What the task asks. Rewrite all of the material below with "integer pixel coordinates" changed to "whole-number pixel coordinates" wherever it occurs, keeping every other line the same. Leave the pictures out.

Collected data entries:
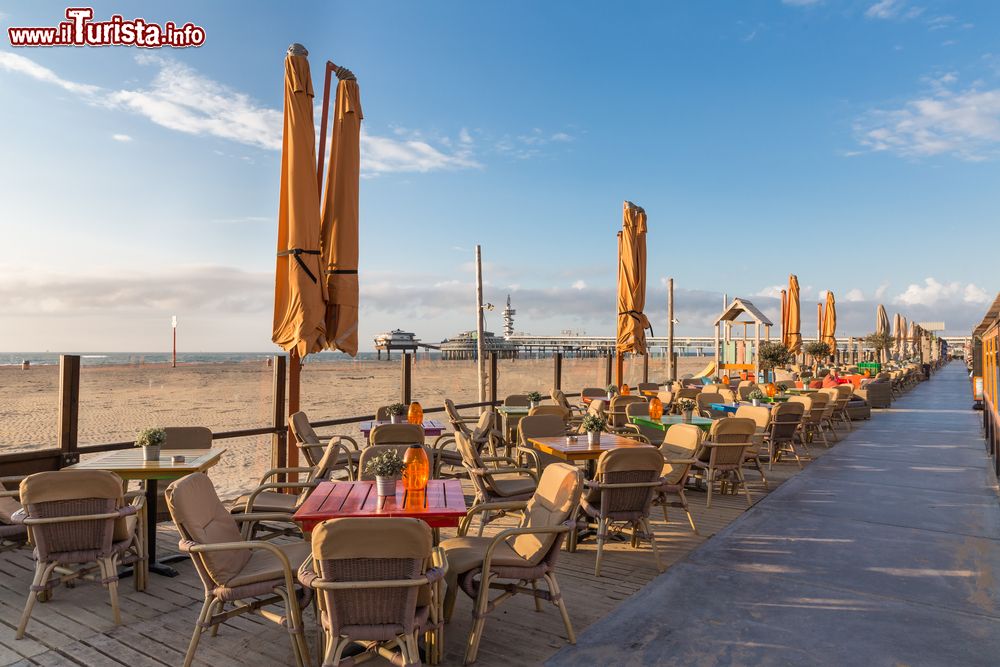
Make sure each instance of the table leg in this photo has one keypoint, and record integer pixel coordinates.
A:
(155, 566)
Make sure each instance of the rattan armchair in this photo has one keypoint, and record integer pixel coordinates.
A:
(622, 491)
(247, 575)
(515, 560)
(377, 581)
(78, 517)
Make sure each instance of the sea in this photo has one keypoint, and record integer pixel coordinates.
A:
(140, 358)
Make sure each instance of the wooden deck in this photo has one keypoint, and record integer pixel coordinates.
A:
(75, 627)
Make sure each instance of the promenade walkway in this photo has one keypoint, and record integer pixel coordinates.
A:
(885, 551)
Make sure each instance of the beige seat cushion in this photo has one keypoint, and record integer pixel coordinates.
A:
(267, 501)
(514, 486)
(265, 566)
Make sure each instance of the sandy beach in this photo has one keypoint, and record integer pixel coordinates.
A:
(118, 401)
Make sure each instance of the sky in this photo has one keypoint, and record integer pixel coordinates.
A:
(855, 143)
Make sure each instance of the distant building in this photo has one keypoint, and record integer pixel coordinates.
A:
(463, 346)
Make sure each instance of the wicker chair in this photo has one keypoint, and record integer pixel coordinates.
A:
(680, 445)
(521, 556)
(723, 455)
(622, 491)
(78, 517)
(12, 534)
(376, 580)
(247, 575)
(783, 431)
(312, 447)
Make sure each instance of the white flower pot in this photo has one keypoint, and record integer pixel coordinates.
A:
(385, 486)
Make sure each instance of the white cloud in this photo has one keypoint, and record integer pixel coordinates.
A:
(963, 123)
(181, 99)
(933, 292)
(854, 295)
(892, 9)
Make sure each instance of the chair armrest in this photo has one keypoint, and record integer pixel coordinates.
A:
(510, 505)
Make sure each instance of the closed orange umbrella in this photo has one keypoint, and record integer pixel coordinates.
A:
(632, 322)
(340, 217)
(830, 323)
(298, 288)
(792, 336)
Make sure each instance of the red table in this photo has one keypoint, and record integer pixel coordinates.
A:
(432, 427)
(442, 505)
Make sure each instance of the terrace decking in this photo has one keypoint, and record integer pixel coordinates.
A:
(884, 552)
(628, 616)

Written response.
Make sure each instance of the table leg in this photo has one keypoint, and record whole-number pixel coordinates.
A:
(155, 566)
Make sure each instance of the rattan armchair in this photo has one keypoint, and record whole-number pixel coordinates.
A:
(622, 491)
(247, 575)
(515, 560)
(377, 581)
(78, 517)
Make sure each instance of the sea in this photo has one keypoint, and record whole-number pixel coordinates.
A:
(140, 358)
Make sure each instance of the wooden deck in this photo has one keypoint, and record whole-number pixel coordinates.
A:
(75, 627)
Make sure each instance of the promenade walkway in this photo has one keypoint, and record whole-number pixel coordinates.
A:
(885, 551)
Make sure each instance of the beige seat cushion in this photo has one keypoint, and record whole-number pixel coordinates.
A:
(267, 501)
(514, 486)
(265, 566)
Make sure each instance of the sandy beach in this photo has one keypoint, and record whole-number pixel coordinates.
A:
(118, 401)
Make sure each instance of the sky in this photo has one keypoint, and record whole-number pixel coordinates.
A:
(855, 143)
Make sure each instance of the distant building in this photo has one keypoint, and record whole-number pixel coordinates.
A:
(463, 346)
Make sure each instance of the wicker chair in this photo has one keypoint, and record whole-number pixel coordinates.
A:
(680, 445)
(521, 556)
(723, 455)
(622, 491)
(78, 517)
(12, 534)
(376, 580)
(247, 575)
(783, 431)
(312, 447)
Make sure each instance of the white flower pot in this photo has one keypoint, and record whole-number pixel coordinates.
A:
(385, 486)
Make sure each instance of the white cloud in this photo has one keypoint, and record whole-number pixel coordinates.
A:
(963, 123)
(181, 99)
(933, 292)
(854, 295)
(892, 9)
Make sure each instance of the chair armrest in this photo has one keypoint, and record whole-number pixel coordinates.
A:
(510, 505)
Make sure each instance of the closed orange umbrella in this photo has one keypoint, and record whole-number pixel coordinates.
A:
(632, 322)
(340, 217)
(830, 323)
(298, 288)
(792, 336)
Make sure each instance of the red table in this photo has one keypoint, and record whole-number pixel coordinates.
A:
(432, 427)
(442, 505)
Make sure each instance of the terrace decking in this photo has one keypoint, and record whole-number pixel coordinates.
A:
(884, 552)
(628, 616)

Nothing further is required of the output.